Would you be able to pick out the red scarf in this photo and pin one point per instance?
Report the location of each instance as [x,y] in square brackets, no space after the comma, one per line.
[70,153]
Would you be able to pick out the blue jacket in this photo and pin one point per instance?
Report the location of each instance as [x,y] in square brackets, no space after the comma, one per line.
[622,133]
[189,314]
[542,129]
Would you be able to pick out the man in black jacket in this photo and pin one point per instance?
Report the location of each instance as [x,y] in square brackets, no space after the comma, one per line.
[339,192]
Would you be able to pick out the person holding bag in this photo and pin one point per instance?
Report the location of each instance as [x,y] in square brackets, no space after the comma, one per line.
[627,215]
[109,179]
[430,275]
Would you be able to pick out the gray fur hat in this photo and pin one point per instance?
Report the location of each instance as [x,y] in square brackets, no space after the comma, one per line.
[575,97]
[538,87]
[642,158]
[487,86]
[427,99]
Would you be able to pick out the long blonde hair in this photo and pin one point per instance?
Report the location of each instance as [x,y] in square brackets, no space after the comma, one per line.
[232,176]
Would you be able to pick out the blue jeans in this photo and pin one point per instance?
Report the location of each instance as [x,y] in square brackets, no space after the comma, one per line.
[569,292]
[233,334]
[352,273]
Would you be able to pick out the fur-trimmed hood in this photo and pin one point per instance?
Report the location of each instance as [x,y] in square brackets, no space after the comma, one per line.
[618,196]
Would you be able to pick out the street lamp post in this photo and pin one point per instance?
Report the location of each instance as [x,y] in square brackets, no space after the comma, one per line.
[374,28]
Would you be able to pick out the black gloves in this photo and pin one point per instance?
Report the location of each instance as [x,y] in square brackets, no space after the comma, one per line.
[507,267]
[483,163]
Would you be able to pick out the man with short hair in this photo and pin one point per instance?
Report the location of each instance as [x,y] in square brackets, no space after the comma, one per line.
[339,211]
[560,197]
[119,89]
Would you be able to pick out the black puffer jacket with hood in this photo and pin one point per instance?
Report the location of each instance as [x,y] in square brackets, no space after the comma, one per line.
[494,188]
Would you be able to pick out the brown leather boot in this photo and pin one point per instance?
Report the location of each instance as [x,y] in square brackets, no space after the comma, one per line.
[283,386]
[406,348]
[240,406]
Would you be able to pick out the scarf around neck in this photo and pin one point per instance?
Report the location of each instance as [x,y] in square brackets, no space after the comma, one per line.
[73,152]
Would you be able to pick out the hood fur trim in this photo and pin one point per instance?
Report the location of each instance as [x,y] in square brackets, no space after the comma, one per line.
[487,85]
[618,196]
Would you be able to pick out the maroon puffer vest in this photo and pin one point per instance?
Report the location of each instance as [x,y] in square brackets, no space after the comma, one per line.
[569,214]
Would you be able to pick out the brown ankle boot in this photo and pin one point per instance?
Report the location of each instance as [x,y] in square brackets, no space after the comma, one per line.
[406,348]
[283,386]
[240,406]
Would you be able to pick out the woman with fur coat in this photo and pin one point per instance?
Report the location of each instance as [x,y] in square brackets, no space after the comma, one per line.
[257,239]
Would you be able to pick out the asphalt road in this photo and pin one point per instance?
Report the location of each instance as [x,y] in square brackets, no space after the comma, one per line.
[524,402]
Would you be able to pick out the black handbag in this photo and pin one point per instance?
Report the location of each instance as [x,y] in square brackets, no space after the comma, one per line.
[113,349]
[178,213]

--

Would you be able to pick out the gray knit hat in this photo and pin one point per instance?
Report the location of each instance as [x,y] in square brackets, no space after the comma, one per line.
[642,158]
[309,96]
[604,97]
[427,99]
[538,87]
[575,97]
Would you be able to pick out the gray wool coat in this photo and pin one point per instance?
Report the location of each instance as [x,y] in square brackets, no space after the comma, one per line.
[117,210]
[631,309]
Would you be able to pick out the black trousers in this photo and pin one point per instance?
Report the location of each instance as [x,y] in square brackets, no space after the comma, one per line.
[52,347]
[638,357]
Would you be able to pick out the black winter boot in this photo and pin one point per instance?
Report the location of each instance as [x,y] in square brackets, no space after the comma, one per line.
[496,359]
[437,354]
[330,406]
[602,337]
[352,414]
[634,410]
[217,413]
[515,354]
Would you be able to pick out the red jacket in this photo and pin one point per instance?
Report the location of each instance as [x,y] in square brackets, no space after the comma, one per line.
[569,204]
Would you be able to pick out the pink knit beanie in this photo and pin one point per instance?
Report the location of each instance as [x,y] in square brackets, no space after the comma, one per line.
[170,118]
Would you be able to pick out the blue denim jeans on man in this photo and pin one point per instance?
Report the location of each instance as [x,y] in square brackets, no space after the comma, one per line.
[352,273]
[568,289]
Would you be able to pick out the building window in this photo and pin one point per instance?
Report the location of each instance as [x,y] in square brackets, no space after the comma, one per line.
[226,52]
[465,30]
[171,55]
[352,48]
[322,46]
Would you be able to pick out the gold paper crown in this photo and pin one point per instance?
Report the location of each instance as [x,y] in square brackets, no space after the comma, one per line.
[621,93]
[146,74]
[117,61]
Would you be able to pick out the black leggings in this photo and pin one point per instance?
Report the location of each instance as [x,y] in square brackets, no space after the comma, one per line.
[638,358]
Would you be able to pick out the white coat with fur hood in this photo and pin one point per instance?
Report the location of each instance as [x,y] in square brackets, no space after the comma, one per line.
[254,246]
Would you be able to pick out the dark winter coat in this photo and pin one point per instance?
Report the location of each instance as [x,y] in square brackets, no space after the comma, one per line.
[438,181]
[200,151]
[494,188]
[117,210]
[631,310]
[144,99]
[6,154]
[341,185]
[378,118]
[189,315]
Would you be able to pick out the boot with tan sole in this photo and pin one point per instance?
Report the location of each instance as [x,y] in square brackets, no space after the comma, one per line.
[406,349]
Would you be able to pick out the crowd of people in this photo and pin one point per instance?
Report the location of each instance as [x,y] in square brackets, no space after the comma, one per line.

---

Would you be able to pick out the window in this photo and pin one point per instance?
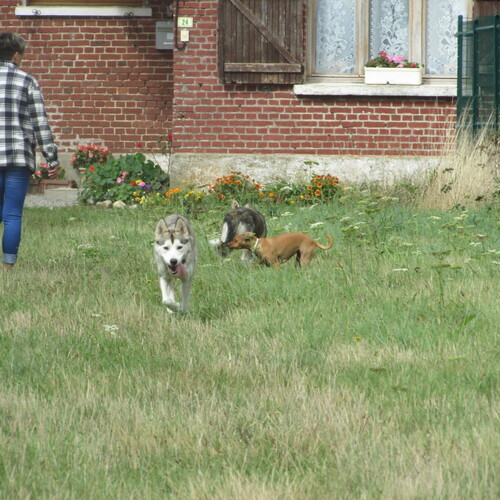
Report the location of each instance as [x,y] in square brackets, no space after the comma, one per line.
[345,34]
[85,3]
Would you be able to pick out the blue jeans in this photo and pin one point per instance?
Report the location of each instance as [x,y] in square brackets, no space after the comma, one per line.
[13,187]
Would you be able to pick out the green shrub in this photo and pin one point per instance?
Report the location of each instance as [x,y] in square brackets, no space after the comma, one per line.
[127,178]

WORK ORDER:
Out of the entries above, write out only the lines between the line holding "Would you be able to pick out the red scarf" and the line holding "Would you be able to pick out the blue jacket", inclusive, each exactly as given.

RESULT OF THIS TASK:
Would you be able to pick out the red scarf in this photo and pin one point per instance?
Report the location of each instance as [x,y] in square brackets, no space after the comma, one per line.
[70,153]
Would you be able to pick out the blue jacket in this photo and pin one point per instance?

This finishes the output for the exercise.